### WHAT IS EXPECTED
Please reproduce the listing below, swapping "pixel coordinates" for "image coordinates" everywhere it occurs and keeping everything else the same. Leave out the pictures.

(Rows from a pointing dataset)
"""
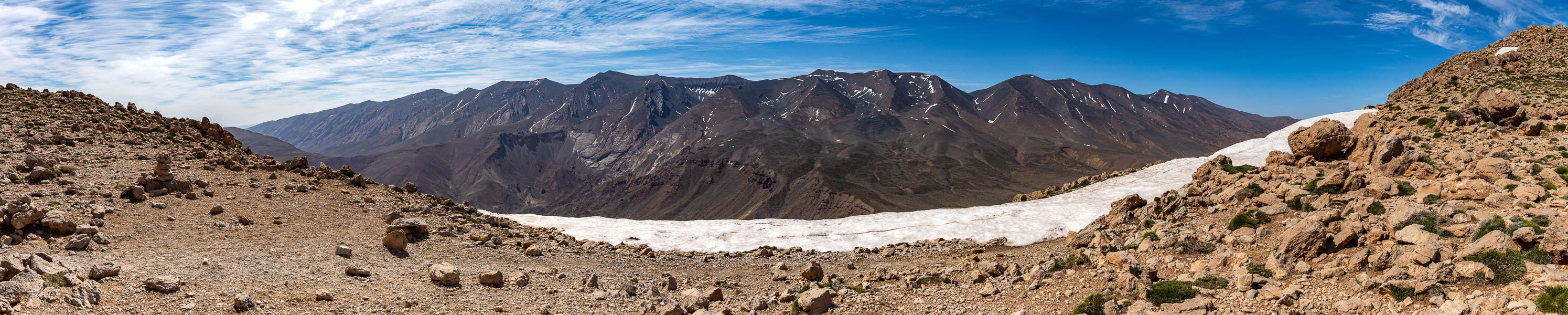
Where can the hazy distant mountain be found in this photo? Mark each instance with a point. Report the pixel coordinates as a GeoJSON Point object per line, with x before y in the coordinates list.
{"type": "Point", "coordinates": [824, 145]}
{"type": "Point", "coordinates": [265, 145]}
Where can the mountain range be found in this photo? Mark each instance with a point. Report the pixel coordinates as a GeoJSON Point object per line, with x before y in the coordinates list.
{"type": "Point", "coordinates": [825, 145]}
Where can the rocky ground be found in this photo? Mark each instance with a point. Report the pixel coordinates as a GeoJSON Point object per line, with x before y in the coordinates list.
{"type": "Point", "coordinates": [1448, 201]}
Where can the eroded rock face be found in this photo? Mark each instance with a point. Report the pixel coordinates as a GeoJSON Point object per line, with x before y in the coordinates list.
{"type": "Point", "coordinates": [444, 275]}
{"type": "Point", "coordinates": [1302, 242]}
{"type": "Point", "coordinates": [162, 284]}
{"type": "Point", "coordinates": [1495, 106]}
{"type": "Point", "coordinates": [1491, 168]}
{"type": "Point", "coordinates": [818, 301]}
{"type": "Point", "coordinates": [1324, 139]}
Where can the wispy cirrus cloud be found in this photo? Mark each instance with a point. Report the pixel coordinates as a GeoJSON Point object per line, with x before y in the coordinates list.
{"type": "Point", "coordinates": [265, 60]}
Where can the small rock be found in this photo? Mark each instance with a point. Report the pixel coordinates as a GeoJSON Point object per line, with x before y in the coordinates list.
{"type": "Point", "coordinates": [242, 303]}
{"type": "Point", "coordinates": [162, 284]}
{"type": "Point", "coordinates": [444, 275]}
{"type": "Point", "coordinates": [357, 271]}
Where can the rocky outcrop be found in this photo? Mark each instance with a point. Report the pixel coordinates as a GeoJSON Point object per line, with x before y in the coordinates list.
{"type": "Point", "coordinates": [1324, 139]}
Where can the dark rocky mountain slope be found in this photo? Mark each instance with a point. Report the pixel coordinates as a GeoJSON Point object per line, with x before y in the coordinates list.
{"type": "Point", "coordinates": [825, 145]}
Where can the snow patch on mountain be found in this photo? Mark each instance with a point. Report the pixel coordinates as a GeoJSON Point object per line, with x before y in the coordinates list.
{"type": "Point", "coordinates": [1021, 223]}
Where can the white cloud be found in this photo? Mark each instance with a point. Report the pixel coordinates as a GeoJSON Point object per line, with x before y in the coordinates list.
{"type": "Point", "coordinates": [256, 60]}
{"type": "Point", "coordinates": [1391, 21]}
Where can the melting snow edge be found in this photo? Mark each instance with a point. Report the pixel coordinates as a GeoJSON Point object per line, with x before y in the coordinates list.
"""
### THE OUTPUT
Where can the hazy distant mountain be found in this photo? Mark each instance with a point. Report the image coordinates as a GeoJSON Point object per line, with x before y in the coordinates list.
{"type": "Point", "coordinates": [824, 145]}
{"type": "Point", "coordinates": [265, 145]}
Where can the mountain range be found in this photo? Mark each instance with a point. Report the image coordinates as a GeoJSON Point object per line, with x before y in the coordinates list.
{"type": "Point", "coordinates": [825, 145]}
Where can the rocky ground be found in this photo? Mark each instance with a point. Report the image coordinates as a GeoJSON Point object per line, with x before y in the coordinates list.
{"type": "Point", "coordinates": [1448, 201]}
Where can the eroded rock face be found in this photo? Mark each instance with a point. Report the image coordinates as a GeoJSON Point object per line, with x before y in the coordinates list.
{"type": "Point", "coordinates": [444, 275]}
{"type": "Point", "coordinates": [1302, 242]}
{"type": "Point", "coordinates": [162, 284]}
{"type": "Point", "coordinates": [1495, 106]}
{"type": "Point", "coordinates": [1491, 168]}
{"type": "Point", "coordinates": [818, 301]}
{"type": "Point", "coordinates": [1324, 139]}
Where can the wispy cirrus cloud be found in this photo? Mark each instance with a point. Report the image coordinates as a GeoJSON Point object per line, with x before y in the coordinates list.
{"type": "Point", "coordinates": [265, 60]}
Where can the small rock be found in this photo? Mark each instance with a point. Report the image coordinates as a GeoJSON Point object per line, with x before y in the coordinates list.
{"type": "Point", "coordinates": [242, 303]}
{"type": "Point", "coordinates": [162, 284]}
{"type": "Point", "coordinates": [444, 275]}
{"type": "Point", "coordinates": [357, 271]}
Where can the rocky outcrop be found in this photo? Mark each instance with a point. Report the image coordinates as a GeoJSON Point object per line, with x before y in the coordinates list.
{"type": "Point", "coordinates": [1324, 139]}
Where can the dark rocky mountain slope be found in this photo? Mark each instance with a point. Report the image coordinates as a GeoJSON Point object per line, with x before y in the coordinates list.
{"type": "Point", "coordinates": [825, 145]}
Where can the snow patch on mountain be found in this photo? Mark each instance with a point. Report the image coordinates as a GeoJSON Point object per line, with x before y in the coordinates list.
{"type": "Point", "coordinates": [1021, 223]}
Where can the white cloud be found in this photo? Mark each instance with a point. Report the image coordinates as a GeoJSON Point object per line, with x before y in the coordinates list.
{"type": "Point", "coordinates": [256, 60]}
{"type": "Point", "coordinates": [1391, 21]}
Where can the melting snow edge be found in this photo? Mark each instance with a point. Report the image coordinates as a GeoJSON Point object per line, with x before y in the coordinates list.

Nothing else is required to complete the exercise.